Exercise goal: Reproduce the rows below verbatim, starting with the first row and ending with the line that contains "(337, 1084)", including both ends.

Supplied entries:

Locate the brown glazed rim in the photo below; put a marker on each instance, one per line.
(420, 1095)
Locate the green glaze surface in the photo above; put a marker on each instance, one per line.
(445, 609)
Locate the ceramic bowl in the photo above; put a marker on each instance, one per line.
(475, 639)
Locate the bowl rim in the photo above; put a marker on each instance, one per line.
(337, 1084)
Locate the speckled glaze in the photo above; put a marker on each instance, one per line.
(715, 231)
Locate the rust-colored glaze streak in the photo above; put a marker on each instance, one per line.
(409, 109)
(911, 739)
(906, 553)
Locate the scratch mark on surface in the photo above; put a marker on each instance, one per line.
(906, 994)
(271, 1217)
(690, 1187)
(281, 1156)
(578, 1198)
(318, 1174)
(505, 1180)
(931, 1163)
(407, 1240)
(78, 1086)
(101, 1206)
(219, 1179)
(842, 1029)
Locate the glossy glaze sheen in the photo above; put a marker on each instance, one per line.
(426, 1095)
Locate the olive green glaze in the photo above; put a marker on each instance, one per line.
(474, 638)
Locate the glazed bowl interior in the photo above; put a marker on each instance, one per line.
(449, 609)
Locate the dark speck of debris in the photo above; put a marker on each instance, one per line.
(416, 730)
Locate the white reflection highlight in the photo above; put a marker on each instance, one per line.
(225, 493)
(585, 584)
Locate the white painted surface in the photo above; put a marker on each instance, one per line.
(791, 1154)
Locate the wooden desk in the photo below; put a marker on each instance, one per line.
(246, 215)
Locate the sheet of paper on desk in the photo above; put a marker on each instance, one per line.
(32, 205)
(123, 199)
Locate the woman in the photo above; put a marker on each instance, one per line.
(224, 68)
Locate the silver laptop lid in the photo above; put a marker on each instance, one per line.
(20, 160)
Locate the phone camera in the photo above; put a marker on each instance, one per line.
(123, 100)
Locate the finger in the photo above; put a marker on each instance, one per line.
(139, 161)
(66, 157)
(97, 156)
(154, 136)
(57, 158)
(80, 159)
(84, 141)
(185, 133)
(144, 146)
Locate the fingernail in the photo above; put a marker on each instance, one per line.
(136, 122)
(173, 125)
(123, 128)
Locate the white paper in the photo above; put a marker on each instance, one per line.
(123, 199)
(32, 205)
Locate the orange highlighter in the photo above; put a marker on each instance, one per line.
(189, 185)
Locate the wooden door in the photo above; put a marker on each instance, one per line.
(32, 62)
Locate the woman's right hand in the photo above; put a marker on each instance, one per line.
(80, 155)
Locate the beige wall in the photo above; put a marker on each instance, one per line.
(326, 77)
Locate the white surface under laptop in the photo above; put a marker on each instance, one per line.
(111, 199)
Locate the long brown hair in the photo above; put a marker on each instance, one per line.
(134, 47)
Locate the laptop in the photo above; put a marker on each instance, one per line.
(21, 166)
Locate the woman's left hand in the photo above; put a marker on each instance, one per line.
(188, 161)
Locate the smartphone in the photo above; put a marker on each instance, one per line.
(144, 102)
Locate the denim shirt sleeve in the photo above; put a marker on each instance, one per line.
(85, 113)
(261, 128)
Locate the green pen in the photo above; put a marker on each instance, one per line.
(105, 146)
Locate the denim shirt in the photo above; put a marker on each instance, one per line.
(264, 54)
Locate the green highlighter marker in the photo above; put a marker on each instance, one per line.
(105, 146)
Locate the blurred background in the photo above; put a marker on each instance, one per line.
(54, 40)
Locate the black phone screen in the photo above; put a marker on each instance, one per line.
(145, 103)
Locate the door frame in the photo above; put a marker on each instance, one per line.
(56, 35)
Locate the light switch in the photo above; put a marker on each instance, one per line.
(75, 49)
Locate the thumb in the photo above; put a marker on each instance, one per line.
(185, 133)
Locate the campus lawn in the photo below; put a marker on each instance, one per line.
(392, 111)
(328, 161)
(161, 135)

The reply:
Locate the brown glazed rim in the photo below; put a marker on each instance, one per line.
(420, 1095)
Locate the green glaze surface in the photo above; put a marker on each instance, one per line.
(445, 609)
Locate the ceramic bowl in the photo above; put a marker on each instance, one per line.
(475, 639)
Locate the bowl rim in the photo above; put a marker on each instance, one per line.
(337, 1084)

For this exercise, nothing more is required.